_Text segment:_

■ ■ ■ ■ ■ ■ ■

In the following step, the EPA DSSTox and NORMAN database were combined and most overlapping compounds (the EPA DSSTox already contains part of NORMAN) were removed by keeping only unique SMILES and InChIKeys. Then all fluorine-containing compounds were removed. This final dataset contained 182,503 organic contaminants without fluorine which are denoted as OCs in the following. The NOM dataset was kept in its original form with 124,782 compounds containing C, H, O, N, S, and P.

For the PFAS dataset (210,091 PFAS), four parameters were calculated that describe the amount of fluorine in PFAS molecules in different ways: F/C ratio, H/F ratio, the mass percentage of fluorine (%mF), and the fraction of fluorine atoms per molecule (%nF).

Data evaluation

Separation of PFAS from OCs and NOM

To determine how well PFAS can be separated from compounds without fluorine (OCs and NOM) in the MD/C-m/C plot a MD/C vs. m/C domain from − 0.05 ≤ MD/C ≤ 0.025 and 10 ≤ m/C ≤ 100 and was chosen which included > 99.8% of all compounds of the three groups. Compounds that fall out of this domain were not included in the data evaluation (mainly compounds with less than two C atoms and heavy elements such as I or Cl and P).

■ ■ ■ ■ ■ ■ ■

_Entries shown:_
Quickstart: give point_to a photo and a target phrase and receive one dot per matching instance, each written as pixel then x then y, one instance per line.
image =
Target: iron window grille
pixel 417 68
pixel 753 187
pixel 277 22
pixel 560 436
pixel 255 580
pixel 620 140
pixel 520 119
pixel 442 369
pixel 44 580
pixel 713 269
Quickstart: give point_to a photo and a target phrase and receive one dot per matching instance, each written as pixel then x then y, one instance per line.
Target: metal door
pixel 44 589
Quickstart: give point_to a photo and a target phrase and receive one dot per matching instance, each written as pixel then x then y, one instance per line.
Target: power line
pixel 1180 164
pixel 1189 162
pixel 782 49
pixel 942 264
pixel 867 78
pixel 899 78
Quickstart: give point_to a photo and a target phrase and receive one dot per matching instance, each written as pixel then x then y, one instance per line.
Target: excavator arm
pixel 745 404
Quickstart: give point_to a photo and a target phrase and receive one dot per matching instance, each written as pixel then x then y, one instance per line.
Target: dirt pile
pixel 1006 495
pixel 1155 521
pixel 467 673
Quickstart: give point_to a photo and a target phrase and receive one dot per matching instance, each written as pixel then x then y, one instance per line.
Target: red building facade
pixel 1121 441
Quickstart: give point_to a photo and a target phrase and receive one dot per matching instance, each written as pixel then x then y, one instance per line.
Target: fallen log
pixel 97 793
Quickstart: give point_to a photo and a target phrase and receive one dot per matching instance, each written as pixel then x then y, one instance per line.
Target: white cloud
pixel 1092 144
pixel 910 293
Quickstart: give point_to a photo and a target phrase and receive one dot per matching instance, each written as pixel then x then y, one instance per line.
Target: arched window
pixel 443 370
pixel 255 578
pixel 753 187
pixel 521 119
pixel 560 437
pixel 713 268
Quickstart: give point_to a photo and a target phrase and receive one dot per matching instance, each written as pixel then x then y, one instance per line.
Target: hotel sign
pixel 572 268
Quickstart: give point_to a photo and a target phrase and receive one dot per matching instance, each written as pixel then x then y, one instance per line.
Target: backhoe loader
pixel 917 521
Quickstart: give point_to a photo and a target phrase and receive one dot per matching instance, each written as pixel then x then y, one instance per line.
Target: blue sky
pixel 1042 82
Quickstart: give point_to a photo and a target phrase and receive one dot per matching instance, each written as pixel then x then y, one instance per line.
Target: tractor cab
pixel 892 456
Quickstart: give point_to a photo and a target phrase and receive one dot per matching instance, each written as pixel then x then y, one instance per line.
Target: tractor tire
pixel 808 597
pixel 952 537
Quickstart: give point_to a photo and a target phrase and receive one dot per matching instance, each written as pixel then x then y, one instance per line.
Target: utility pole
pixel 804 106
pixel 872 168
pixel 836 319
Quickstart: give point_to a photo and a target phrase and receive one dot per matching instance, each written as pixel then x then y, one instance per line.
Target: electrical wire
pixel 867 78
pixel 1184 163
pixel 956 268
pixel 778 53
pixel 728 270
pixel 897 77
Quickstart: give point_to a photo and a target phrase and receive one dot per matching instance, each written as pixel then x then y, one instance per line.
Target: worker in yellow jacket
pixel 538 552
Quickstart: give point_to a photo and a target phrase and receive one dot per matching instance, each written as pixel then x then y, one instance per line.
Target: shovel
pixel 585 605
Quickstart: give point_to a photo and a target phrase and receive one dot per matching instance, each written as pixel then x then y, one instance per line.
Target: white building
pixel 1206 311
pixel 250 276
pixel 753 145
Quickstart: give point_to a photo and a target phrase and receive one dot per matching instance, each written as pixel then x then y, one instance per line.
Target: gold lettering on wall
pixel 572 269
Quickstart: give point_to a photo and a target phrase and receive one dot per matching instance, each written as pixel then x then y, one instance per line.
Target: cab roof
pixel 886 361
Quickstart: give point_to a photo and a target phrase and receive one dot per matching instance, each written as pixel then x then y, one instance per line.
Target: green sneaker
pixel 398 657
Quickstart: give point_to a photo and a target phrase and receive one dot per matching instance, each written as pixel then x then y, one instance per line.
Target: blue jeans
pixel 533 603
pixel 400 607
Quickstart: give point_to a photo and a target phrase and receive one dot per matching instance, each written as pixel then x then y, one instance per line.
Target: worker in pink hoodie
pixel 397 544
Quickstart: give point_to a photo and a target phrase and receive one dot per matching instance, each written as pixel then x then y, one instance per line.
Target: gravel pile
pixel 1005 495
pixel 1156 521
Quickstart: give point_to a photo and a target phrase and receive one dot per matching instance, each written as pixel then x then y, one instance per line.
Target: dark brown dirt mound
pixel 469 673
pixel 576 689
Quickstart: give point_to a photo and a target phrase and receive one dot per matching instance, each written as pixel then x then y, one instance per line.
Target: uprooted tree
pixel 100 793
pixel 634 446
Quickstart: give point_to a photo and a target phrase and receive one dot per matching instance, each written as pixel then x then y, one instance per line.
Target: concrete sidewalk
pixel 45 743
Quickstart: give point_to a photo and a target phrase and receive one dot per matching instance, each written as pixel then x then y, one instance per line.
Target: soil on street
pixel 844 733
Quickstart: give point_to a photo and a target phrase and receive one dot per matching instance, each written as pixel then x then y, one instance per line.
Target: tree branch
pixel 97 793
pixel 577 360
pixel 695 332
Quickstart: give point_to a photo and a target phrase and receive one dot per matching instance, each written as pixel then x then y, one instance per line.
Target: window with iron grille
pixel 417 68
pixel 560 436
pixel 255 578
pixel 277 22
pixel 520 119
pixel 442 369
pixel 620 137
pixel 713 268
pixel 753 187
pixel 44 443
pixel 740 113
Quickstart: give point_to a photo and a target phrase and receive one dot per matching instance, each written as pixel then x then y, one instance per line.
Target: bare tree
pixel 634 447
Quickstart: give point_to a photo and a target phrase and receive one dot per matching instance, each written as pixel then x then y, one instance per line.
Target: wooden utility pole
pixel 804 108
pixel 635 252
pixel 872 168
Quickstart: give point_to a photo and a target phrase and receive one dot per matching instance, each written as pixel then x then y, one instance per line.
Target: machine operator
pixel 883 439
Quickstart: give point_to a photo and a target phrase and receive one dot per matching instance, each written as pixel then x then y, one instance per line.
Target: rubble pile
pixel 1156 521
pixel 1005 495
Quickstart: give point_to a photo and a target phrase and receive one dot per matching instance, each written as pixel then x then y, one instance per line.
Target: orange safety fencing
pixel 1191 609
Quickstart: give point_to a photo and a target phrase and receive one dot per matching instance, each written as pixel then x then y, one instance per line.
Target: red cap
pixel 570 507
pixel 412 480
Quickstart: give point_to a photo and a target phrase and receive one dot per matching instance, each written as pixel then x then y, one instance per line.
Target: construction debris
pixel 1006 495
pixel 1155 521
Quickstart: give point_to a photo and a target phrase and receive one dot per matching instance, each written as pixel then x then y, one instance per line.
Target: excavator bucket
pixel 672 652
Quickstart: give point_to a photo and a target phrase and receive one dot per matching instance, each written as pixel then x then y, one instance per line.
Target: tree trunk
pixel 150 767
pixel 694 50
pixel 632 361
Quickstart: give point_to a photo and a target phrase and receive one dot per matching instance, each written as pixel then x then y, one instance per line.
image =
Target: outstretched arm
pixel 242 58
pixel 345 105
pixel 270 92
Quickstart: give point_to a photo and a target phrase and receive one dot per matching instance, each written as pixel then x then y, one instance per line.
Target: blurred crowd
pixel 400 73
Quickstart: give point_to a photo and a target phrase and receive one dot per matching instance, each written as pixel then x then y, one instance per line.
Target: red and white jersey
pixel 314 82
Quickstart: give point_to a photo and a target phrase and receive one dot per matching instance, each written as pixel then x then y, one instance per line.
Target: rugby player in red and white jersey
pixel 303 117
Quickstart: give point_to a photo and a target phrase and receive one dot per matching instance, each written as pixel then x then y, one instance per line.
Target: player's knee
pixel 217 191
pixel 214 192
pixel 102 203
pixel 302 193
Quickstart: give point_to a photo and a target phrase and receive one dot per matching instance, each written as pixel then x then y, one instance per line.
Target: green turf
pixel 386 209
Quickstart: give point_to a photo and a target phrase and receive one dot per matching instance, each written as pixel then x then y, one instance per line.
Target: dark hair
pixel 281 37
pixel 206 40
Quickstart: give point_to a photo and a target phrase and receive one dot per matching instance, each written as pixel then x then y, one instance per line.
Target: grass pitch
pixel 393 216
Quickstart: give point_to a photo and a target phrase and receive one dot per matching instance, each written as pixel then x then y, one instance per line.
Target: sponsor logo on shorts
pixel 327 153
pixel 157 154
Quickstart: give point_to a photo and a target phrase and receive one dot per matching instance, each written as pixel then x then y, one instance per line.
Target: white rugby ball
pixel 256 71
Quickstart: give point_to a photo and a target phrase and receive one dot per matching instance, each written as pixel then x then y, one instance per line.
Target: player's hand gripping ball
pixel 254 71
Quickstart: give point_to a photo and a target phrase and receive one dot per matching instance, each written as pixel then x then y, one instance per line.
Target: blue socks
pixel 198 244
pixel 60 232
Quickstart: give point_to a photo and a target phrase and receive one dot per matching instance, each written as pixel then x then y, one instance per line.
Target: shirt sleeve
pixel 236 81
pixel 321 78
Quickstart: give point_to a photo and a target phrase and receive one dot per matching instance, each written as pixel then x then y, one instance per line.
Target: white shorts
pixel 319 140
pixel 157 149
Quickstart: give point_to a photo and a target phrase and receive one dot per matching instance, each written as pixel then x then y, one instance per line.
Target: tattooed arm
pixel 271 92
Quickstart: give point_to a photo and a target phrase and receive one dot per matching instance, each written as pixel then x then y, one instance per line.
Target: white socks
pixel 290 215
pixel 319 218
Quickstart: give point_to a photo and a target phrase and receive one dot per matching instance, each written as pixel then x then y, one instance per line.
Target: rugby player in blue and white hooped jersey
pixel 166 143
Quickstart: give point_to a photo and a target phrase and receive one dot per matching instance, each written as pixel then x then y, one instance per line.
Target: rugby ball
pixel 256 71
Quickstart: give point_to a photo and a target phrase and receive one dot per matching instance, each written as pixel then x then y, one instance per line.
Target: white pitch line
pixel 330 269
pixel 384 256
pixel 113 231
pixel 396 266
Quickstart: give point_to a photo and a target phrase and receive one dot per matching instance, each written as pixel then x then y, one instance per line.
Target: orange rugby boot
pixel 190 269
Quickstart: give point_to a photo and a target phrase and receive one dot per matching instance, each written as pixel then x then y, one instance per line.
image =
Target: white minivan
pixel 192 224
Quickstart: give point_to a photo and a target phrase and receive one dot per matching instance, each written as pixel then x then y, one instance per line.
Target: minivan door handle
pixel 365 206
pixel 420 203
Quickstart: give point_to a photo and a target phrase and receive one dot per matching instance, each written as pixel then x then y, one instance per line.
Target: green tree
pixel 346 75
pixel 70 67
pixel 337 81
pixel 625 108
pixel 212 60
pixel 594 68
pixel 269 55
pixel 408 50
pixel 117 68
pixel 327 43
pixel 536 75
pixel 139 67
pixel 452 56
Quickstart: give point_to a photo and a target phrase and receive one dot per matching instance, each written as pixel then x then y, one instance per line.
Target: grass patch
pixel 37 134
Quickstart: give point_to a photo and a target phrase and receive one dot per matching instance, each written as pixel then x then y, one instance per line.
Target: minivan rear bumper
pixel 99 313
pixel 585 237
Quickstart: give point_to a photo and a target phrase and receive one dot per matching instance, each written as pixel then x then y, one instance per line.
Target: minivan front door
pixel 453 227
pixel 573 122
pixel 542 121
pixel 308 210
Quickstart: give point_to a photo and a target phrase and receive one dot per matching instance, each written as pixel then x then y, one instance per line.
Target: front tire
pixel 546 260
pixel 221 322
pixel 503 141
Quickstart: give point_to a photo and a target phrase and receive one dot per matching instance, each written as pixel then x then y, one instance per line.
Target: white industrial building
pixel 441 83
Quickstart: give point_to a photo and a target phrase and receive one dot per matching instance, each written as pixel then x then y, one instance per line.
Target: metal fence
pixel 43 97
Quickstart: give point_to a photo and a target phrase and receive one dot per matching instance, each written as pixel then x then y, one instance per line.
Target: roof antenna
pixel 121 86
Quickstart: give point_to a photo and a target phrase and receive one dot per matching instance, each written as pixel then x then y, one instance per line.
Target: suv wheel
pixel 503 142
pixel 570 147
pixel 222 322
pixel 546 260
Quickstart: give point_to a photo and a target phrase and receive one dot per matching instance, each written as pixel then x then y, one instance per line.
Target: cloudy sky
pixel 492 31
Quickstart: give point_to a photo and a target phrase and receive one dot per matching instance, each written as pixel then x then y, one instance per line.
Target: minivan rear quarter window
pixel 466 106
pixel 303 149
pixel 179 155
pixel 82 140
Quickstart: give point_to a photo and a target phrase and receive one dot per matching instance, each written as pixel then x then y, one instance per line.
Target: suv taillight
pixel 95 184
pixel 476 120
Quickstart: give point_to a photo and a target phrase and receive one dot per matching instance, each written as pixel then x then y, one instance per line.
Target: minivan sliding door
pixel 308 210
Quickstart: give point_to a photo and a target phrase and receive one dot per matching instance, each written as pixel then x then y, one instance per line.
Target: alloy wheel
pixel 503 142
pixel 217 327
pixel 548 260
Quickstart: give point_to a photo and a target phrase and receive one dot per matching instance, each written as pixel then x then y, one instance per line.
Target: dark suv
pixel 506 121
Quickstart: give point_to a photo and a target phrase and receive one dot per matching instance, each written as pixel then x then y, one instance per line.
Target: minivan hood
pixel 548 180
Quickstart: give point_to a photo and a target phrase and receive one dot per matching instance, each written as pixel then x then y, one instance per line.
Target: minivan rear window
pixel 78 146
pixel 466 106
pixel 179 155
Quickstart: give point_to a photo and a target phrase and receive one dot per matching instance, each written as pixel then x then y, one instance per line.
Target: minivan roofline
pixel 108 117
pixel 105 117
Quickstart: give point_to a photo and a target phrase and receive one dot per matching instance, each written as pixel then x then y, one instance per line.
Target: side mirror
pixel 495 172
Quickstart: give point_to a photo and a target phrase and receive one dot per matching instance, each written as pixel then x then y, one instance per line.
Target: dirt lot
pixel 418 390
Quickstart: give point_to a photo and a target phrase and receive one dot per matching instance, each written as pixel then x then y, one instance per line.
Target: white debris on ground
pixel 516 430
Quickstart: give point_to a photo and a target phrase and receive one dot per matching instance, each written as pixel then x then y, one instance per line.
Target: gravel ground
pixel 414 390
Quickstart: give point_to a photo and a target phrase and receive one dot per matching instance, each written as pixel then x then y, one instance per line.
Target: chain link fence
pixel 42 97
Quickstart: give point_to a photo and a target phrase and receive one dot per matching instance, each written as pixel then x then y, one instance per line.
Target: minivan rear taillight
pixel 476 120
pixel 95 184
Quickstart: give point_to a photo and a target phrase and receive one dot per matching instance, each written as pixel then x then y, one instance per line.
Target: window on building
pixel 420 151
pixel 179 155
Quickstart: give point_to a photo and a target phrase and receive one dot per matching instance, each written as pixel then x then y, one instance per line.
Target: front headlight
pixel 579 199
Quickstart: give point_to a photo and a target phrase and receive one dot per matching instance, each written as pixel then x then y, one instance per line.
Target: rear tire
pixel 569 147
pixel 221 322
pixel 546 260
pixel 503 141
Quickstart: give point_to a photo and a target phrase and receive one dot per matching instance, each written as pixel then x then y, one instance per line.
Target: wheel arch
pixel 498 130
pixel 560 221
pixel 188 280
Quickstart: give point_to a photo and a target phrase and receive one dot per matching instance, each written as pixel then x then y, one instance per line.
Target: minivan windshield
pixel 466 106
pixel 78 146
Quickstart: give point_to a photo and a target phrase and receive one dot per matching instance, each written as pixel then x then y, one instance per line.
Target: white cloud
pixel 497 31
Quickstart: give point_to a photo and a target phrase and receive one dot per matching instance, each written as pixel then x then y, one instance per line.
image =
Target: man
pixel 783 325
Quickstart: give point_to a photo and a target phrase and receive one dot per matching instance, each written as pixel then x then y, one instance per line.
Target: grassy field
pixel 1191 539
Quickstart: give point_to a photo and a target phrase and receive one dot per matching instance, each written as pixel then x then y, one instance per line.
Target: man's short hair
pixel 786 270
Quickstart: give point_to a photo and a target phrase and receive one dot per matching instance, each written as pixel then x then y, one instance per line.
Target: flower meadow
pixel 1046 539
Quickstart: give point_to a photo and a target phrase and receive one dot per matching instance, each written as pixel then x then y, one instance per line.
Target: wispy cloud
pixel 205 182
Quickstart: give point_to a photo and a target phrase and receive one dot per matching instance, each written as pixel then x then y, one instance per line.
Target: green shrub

■ ■ ■ ■ ■ ■ ■

_Assignment 1:_
In the text about PFAS datasets, how many organic contaminants without fluorine did the final combined dataset contain?
_Assignment 2:_
Continue the text about PFAS datasets from where it stops.

_Answer section 1:_
182,503

_Answer section 2:_
To determine the position of each class in the MD/C-m/C domain, this was subdivided in a rectangular grid of 2D bins. A grid size of either 70 × 70 or 100 × 100 bins was chosen which corresponds to bin sizes of 0.0011 MD/C × 1.28 m/C or 0.00075 MD/C × 0.9 m/C. For the binned data, a 2D histogram was calculated for all three compound groups. The resulting matrix with the number of compounds in each bin (counts) was normalized to the total number of compounds present to obtain the fraction of compounds relative to all compounds in each bin (the sum of the normalized matrix corresponds to 100%) (Fig. S3). To find the position of a certain percentage of compounds (e.g., 90%) around the region with highest density of compounds, the bins were summed up in decreasing order until the desired percentage criterion was reached (a schematic explanation of this procedure is depicted in Fig. S3). Now the matrix of PFAS can be compared to the matrix of the other compound classes (OCs or NOM) to find the overlapping region of both classes and determine the fraction of compounds that overlap for both classes (Fig. S4). Since OCs with high amounts of heavy elements (e.g., Br or I) always overlap with some PFAS, the calculations were performed for different percentages of each class. With this general procedure, the overlap was simulated for different fluorine content by varying the parameters F/C, H/F, %mF, and %nF and considering PFAS that fall into the criterion (e.g., PFAS with %mF ≥ 50%).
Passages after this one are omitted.